• Gekozen fragment
━━━━━━━━━━━━━━━━━━━━━━━━━━━━━━

Over een Wvl. vermoedelijke /aen/ = ontkenning en /ən/: N. Tg. 60 (1967), 328 vv.
| |
Syncope en epenthese van e
A. Syncope vóór de hoofdtoon.
§ 98. In een syllabe vóór de hoofdtoon heeft e-syncope plaats in het praefix be-: steeds in binnen, boven, bachten, vaak in boef = behoef, soms in toeboert = toebehoort, bagel = behagel (waarbij de h zeker niet is uitgesproken); wel eens in het praefix ghe-: ghat = gehad, gherft = gheerft, gheel = gheheel; vaak in het woordje te: tervene = te ervene, tontfane = te ontfane.
Ook vóór consonant wel eens bij ghe-: jerechtide = jaargetijde (§ 51 d), gnoech, gloven, gnade; voorts in twaren = te waren ‘vero’ en drin = der in ‘daar in’, draf, enz.
| |
B. Syncope na de hoofdtoon.

━━━━━━━━━━━━━━━━━━━━━━━━━━━━━━

• Een reeks materiaal
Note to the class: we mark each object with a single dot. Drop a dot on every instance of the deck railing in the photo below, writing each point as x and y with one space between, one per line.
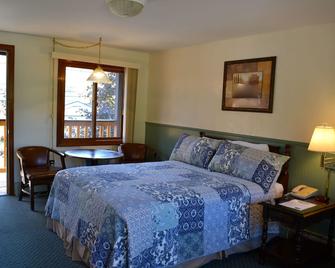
83 129
3 147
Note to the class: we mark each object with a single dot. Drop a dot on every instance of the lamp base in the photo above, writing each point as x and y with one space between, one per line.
322 199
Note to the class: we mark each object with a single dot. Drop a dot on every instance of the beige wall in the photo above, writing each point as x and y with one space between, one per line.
33 87
185 85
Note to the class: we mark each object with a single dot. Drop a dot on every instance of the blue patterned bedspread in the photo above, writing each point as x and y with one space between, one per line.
151 214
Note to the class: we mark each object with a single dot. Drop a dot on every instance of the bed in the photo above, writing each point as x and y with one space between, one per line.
155 214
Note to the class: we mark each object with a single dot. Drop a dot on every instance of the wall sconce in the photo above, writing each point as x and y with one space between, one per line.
323 140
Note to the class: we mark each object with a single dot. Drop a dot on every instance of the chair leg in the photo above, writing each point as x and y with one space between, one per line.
20 193
32 203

━━━━━━━━━━━━━━━━━━━━━━━━━━━━━━

• Opdracht
Kopieer het fragment over syncope en epenthese van e volledig en zonder wijzigingen. Het materiaal heb je hier niet nodig.

• Antwoord
Over een Wvl. vermoedelijke /aen/ = ontkenning en /ən/: N. Tg. 60 (1967), 328 vv.
| |
Syncope en epenthese van e
A. Syncope vóór de hoofdtoon.
§ 98. In een syllabe vóór de hoofdtoon heeft e-syncope plaats in het praefix be-: steeds in binnen, boven, bachten, vaak in boef = behoef, soms in toeboert = toebehoort, bagel = behagel (waarbij de h zeker niet is uitgesproken); wel eens in het praefix ghe-: ghat = gehad, gherft = gheerft, gheel = gheheel; vaak in het woordje te: tervene = te ervene, tontfane = te ontfane.
Ook vóór consonant wel eens bij ghe-: jerechtide = jaargetijde (§ 51 d), gnoech, gloven, gnade; voorts in twaren = te waren ‘vero’ en drin = der in ‘daar in’, draf, enz.
| |
B. Syncope na de hoofdtoon.